__Liste des tâches__.
• a. D'après le texte sur la déchéance de nationalité, quel document de 1789 est la première traduction politique de la philosophie du droit naturel ?
• b. Transcrivez le passage du texte sur la déchéance de nationalité qui va de « L’introduction dans notre » à « les a élus. », ces deux bornes comprises.
• c. Reprenez le texte sur la déchéance de nationalité après sa dernière phrase et poursuivez-le.

L’introduction dans notre Constitution de la
déchéance de nationalité pour les binationaux nés Français serait un attentat
contre la République, ruinant son principe d’égalité de tous les citoyens sans
distinction d’origine. En portant ce projet, la présidence Hollande et le
gouvernement Valls actent leur propre déchéance politique en signifiant leur
ultime rupture avec le peuple de gauche qui les a élus.
L'histoire
de la gauche est pavée de moments où l’essentiel est soudain en jeu parce qu’il
a été trahi par ceux qui s’en réclamaient. De moments où il ne s’agit plus de
savoir si l’on est d’accord ou non sur les politiques économique, sociale ou
européenne suivies, mais où il est question de ce qui fonde durablement une
identité politique, au-delà de ses aléas momentanés. Or, même si elle n’est en
rien propriétaire de la morale ou du bien, la gauche, dans notre histoire
républicaine, s’est affirmée en brandissant l’exigence démocratique
fondamentale issue de la philosophie du droit naturel et de sa première
traduction politique, la Déclaration des droits de l’homme de 1789. Ce fut
toujours son étendard, son cri de ralliement, son dernier refuge.

Enregistrements tirés d'une collection
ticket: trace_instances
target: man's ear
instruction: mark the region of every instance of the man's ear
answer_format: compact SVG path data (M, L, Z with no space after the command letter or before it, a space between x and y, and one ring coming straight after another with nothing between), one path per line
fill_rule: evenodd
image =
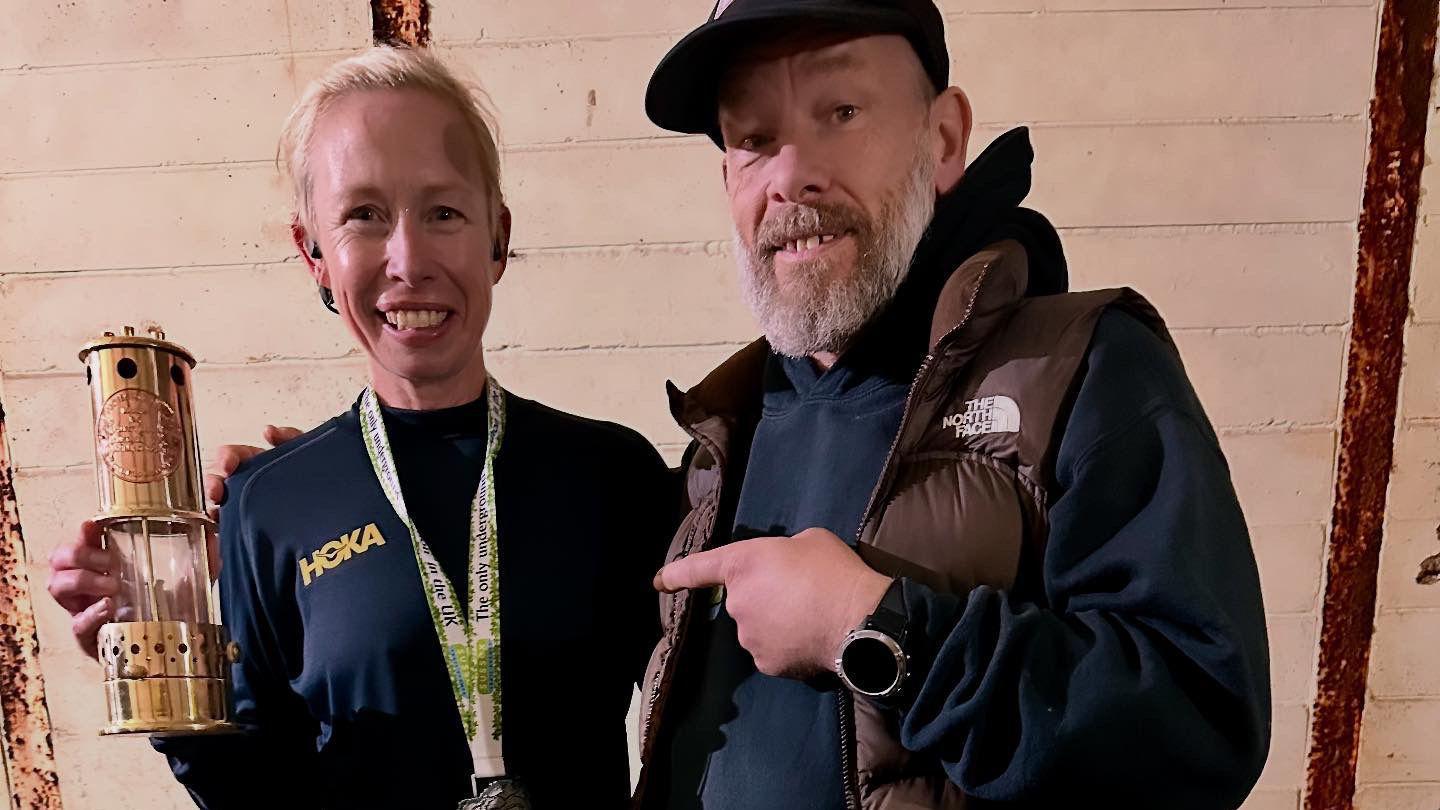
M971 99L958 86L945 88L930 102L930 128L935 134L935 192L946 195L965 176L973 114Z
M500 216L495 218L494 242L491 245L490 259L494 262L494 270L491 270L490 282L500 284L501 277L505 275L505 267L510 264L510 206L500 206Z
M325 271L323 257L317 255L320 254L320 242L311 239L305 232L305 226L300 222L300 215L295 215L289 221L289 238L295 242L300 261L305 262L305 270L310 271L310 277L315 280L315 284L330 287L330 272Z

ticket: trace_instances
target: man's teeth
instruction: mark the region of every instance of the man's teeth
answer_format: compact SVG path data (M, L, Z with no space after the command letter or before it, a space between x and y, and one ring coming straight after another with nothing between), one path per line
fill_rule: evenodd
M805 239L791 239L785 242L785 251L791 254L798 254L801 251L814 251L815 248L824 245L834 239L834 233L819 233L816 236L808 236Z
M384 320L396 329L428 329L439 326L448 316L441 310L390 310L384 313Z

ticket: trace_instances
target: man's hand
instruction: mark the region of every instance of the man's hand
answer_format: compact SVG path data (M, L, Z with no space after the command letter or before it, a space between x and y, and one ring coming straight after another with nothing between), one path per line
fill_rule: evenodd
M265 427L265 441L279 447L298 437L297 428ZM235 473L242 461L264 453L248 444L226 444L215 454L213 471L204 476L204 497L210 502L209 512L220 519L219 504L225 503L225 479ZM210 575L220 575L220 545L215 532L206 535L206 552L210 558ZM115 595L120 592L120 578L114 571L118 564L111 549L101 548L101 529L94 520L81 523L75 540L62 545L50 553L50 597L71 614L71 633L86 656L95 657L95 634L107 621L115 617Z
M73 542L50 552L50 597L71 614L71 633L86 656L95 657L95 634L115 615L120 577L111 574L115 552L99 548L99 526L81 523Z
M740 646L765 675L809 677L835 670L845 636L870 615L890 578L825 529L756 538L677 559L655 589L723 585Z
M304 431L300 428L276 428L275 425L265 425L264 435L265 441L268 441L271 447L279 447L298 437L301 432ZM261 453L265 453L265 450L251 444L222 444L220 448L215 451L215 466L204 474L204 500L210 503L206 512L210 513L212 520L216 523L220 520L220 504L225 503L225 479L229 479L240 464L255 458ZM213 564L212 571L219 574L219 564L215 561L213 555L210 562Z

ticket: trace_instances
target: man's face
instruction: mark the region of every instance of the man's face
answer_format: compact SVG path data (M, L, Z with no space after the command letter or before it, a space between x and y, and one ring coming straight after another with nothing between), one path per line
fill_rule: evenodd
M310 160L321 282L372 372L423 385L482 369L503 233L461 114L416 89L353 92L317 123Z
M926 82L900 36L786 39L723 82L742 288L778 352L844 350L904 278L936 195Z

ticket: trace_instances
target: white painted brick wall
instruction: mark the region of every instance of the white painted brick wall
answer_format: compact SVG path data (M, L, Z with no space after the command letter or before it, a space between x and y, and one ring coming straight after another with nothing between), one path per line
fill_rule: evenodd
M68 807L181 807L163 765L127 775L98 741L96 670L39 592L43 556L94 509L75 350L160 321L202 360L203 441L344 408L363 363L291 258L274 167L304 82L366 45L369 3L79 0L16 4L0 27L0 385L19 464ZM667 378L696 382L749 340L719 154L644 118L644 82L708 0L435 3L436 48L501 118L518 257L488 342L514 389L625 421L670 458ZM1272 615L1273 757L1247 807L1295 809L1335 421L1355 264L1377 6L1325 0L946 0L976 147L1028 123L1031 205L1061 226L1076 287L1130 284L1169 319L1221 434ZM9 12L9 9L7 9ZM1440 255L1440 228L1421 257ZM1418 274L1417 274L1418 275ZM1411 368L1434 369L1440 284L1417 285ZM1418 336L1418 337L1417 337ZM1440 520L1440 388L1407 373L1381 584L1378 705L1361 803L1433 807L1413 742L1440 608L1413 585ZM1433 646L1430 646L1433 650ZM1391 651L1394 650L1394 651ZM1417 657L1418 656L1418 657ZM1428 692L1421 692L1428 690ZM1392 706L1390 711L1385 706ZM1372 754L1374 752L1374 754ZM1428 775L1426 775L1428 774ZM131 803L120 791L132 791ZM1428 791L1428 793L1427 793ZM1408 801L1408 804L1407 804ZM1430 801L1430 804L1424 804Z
--
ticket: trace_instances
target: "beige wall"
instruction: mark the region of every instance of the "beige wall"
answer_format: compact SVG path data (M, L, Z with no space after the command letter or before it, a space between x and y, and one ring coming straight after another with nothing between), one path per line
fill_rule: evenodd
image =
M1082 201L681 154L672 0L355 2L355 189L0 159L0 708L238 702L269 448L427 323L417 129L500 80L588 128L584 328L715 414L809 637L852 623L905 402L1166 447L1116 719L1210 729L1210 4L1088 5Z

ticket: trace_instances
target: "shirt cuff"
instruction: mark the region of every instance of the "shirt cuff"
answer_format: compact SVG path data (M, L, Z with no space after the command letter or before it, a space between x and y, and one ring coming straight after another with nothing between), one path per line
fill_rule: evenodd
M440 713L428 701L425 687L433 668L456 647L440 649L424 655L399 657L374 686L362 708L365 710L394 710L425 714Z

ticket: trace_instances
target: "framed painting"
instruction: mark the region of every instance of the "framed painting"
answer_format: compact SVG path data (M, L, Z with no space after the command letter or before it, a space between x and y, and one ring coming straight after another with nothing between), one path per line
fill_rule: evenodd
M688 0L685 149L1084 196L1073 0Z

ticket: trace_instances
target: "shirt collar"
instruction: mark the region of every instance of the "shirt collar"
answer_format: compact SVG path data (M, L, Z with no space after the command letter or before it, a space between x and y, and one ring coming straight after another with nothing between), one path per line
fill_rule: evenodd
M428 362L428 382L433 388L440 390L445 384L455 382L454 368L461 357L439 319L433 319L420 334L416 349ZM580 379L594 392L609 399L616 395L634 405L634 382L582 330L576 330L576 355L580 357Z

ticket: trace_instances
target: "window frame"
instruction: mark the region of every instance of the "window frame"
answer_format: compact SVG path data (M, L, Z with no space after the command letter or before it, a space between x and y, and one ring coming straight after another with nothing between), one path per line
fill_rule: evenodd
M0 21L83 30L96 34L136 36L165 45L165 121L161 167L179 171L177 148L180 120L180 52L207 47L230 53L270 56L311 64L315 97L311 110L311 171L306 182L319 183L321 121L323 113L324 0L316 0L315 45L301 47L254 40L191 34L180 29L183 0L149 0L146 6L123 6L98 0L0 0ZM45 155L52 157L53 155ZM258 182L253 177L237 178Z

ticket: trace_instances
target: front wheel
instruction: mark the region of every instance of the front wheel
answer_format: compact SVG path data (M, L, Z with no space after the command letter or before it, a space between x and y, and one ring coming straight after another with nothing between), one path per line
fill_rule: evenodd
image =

__Réponses par tâche__.
• a. La Déclaration des droits de l’homme de 1789.

• b.
L’introduction dans notre Constitution de la
déchéance de nationalité pour les binationaux nés Français serait un attentat
contre la République, ruinant son principe d’égalité de tous les citoyens sans
distinction d’origine. En portant ce projet, la présidence Hollande et le
gouvernement Valls actent leur propre déchéance politique en signifiant leur
ultime rupture avec le peuple de gauche qui les a élus.

• c.
Nous
naissons libres et égaux en droit. Nous avons le droit d’avoir toutes et tous
les mêmes droits, sans distinction d’origine, de sexe, de croyance,
d’apparence. Et ces droits sont inaliénables et sacrés. C’est ainsi que nous
sommes égaux devant la justice, répondant de nos actes selon les mêmes lois,
sans différence de traitement et, notamment, de peines, sans discrimination
liée à nos spécificités, par exemple le fait d’avoir hérité d’une double
nationalité. Bref, il n’y a pas deux catégories de Français, dont l’une aurait
une nationalité conditionnelle parce qu’elle aurait cette particularité d’avoir
une autre nationalité. Non, il n’y a pas des Français plus que d’autres qui
n’auraient qu’à répondre de leur crimes éventuels et d’autres qui, commettant
les mêmes crimes, devraient être exclus de la nation alors même qu’ils sont nés
Français, ont grandi en France, ne connaissent que la France.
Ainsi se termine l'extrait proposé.